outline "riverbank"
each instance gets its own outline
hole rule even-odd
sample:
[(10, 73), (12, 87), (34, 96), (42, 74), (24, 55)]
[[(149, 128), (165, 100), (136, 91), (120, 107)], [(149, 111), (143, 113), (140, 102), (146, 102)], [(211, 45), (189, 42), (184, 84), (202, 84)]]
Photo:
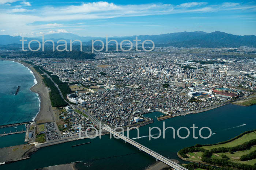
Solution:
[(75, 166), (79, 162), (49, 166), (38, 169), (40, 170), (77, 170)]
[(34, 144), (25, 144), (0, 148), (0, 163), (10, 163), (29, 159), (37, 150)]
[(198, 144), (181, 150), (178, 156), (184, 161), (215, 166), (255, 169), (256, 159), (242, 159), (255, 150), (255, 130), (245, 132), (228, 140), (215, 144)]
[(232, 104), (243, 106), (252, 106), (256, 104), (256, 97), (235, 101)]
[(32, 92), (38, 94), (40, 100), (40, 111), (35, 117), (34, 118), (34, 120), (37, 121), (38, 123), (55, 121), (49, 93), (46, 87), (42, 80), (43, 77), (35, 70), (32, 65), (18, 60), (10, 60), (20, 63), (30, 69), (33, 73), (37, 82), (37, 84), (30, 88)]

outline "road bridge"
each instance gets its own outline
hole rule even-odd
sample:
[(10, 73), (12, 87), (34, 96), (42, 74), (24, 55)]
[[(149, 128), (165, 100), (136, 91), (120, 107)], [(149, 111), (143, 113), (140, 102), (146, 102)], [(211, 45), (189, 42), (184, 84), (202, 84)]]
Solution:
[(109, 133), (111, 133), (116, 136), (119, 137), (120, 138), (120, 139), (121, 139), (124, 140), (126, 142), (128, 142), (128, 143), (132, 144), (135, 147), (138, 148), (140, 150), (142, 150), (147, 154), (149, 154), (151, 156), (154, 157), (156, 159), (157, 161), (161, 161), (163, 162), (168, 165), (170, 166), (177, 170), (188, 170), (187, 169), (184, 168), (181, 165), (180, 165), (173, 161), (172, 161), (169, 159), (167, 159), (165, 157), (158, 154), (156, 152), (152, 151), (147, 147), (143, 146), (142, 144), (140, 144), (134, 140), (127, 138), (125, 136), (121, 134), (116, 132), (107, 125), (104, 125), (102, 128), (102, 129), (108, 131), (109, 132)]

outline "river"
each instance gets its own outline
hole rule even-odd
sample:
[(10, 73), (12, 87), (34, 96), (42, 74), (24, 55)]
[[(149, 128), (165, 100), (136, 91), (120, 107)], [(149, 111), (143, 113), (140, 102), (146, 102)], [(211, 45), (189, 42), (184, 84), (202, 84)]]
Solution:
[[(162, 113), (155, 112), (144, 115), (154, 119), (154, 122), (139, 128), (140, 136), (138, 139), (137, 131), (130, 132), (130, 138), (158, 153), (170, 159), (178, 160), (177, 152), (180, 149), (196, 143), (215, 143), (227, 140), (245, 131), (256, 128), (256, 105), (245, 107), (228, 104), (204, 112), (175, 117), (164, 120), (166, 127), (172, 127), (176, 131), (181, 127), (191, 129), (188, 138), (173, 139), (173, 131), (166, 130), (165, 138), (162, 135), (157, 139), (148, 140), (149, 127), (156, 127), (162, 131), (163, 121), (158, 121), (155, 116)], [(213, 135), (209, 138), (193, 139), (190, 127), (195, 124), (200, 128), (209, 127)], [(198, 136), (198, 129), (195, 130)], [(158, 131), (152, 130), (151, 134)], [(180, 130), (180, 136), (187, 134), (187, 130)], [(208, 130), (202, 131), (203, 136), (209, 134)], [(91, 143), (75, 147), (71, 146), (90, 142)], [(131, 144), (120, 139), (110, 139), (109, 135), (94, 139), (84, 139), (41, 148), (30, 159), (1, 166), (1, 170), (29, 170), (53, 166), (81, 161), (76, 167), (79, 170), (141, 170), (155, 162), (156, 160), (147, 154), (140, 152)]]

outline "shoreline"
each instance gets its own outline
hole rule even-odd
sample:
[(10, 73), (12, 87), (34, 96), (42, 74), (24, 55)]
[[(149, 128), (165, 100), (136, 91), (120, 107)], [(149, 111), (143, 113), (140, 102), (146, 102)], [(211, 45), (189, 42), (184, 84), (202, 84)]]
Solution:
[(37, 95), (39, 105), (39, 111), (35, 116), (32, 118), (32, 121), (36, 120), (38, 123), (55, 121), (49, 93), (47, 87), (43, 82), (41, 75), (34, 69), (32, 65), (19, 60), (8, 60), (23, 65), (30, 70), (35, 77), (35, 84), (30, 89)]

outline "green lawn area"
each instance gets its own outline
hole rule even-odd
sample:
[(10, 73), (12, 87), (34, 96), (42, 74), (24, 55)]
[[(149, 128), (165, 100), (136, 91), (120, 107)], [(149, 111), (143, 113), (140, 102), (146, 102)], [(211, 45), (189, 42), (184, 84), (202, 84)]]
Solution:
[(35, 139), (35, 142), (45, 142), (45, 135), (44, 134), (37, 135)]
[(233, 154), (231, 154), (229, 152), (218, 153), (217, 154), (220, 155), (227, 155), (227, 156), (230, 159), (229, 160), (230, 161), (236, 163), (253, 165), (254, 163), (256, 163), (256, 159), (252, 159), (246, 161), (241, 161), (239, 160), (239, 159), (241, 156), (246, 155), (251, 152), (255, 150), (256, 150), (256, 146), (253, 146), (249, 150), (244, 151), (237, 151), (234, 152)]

____________

» TO BE DONE: Reproduce all of the data above word for word, leaving out the picture lines.

» RESPONSE:
outline "riverbank"
each instance gets its own outline
hole rule even-odd
sample:
[(10, 73), (12, 87), (34, 96), (42, 74), (24, 55)]
[[(149, 128), (165, 100), (136, 91), (120, 107)], [(149, 111), (143, 113), (140, 102), (146, 102)], [(211, 45), (189, 42), (184, 84), (202, 84)]]
Photo:
Solution:
[(75, 166), (79, 162), (49, 166), (38, 169), (40, 170), (77, 170)]
[(34, 144), (25, 144), (0, 148), (0, 163), (10, 163), (29, 159), (37, 150)]
[(198, 144), (181, 150), (178, 156), (184, 161), (215, 166), (255, 169), (256, 159), (242, 159), (255, 150), (255, 130), (245, 132), (228, 140), (215, 144)]
[(232, 104), (243, 106), (252, 106), (256, 104), (256, 97), (235, 101)]
[(32, 92), (38, 94), (40, 100), (40, 111), (35, 117), (34, 118), (34, 120), (37, 121), (38, 123), (55, 121), (49, 93), (46, 87), (42, 80), (43, 77), (35, 70), (32, 65), (18, 60), (10, 60), (20, 63), (30, 69), (33, 73), (37, 82), (37, 84), (30, 88)]

outline "road bridge"
each instance gets its own outline
hole rule even-odd
sample:
[(10, 73), (12, 87), (34, 96), (42, 74), (24, 55)]
[[(149, 128), (165, 100), (136, 91), (120, 107)], [(149, 111), (143, 113), (140, 102), (146, 102)], [(211, 45), (189, 42), (184, 84), (202, 84)]]
Solution:
[(109, 133), (111, 133), (116, 136), (119, 137), (120, 138), (120, 139), (121, 139), (124, 140), (126, 142), (128, 142), (128, 143), (132, 144), (135, 147), (138, 148), (140, 150), (142, 150), (147, 154), (149, 154), (151, 156), (154, 157), (156, 159), (157, 161), (161, 161), (163, 162), (168, 165), (170, 166), (177, 170), (188, 170), (187, 169), (184, 168), (181, 165), (180, 165), (173, 161), (172, 161), (169, 159), (167, 159), (165, 157), (158, 154), (156, 152), (152, 151), (147, 147), (143, 146), (142, 144), (140, 144), (134, 140), (127, 138), (125, 136), (121, 134), (116, 132), (107, 125), (104, 125), (102, 128), (102, 129), (108, 131), (109, 132)]

outline "river"
each instance gets its own outline
hole rule even-odd
sample:
[(10, 73), (12, 87), (34, 96), (42, 74), (24, 55)]
[[(149, 128), (165, 100), (136, 91), (120, 107)], [(149, 111), (143, 113), (140, 102), (146, 102)], [(211, 45), (189, 42), (184, 84), (202, 84)]]
Solution:
[[(162, 113), (155, 112), (144, 115), (154, 119), (154, 122), (139, 128), (140, 136), (138, 139), (137, 131), (130, 132), (130, 138), (158, 153), (170, 159), (178, 160), (177, 152), (180, 149), (196, 143), (215, 143), (227, 140), (245, 131), (256, 128), (256, 105), (245, 107), (228, 104), (204, 112), (175, 117), (164, 120), (166, 127), (172, 127), (176, 131), (181, 127), (191, 129), (188, 138), (173, 139), (173, 131), (166, 130), (165, 138), (162, 135), (157, 139), (148, 140), (149, 127), (156, 127), (162, 131), (163, 121), (158, 121), (155, 116)], [(213, 135), (209, 138), (193, 139), (190, 127), (195, 124), (200, 128), (209, 127)], [(198, 136), (198, 129), (195, 130)], [(158, 131), (152, 130), (151, 134)], [(180, 130), (180, 136), (187, 134), (187, 130)], [(208, 130), (202, 131), (203, 136), (209, 134)], [(91, 143), (75, 147), (71, 146), (90, 142)], [(131, 144), (120, 139), (110, 139), (109, 135), (94, 139), (84, 139), (41, 148), (30, 159), (1, 166), (1, 170), (29, 170), (53, 166), (81, 161), (76, 167), (79, 170), (141, 170), (155, 162), (156, 160), (147, 154), (140, 152)]]

outline "shoreline"
each instance gets its own outline
hole rule even-odd
sample:
[(10, 73), (12, 87), (34, 96), (42, 74), (24, 55)]
[[(149, 128), (165, 100), (136, 91), (120, 107)], [(149, 111), (143, 113), (140, 102), (146, 102)], [(211, 45), (189, 42), (184, 84), (202, 84)]]
Solution:
[(37, 95), (39, 105), (39, 111), (35, 116), (32, 118), (32, 121), (36, 120), (38, 123), (55, 121), (49, 93), (47, 87), (43, 82), (41, 75), (34, 69), (32, 65), (19, 60), (8, 60), (23, 65), (30, 70), (35, 77), (35, 84), (30, 89)]

outline "green lawn area"
each instance gets its own outline
hole rule even-odd
sample:
[(10, 73), (12, 87), (34, 96), (42, 74), (24, 55)]
[[(149, 128), (165, 100), (136, 91), (120, 107)], [(149, 111), (143, 113), (140, 102), (146, 102)], [(211, 45), (189, 42), (184, 84), (202, 84)]]
Solution:
[(35, 139), (35, 142), (45, 142), (45, 135), (44, 134), (37, 135)]
[(233, 154), (231, 154), (229, 152), (218, 153), (217, 154), (220, 155), (227, 155), (227, 156), (230, 159), (229, 160), (230, 161), (236, 163), (253, 165), (254, 163), (256, 163), (256, 159), (252, 159), (246, 161), (241, 161), (239, 160), (239, 159), (241, 156), (246, 155), (251, 152), (255, 150), (256, 150), (256, 146), (253, 146), (249, 150), (244, 151), (237, 151), (234, 152)]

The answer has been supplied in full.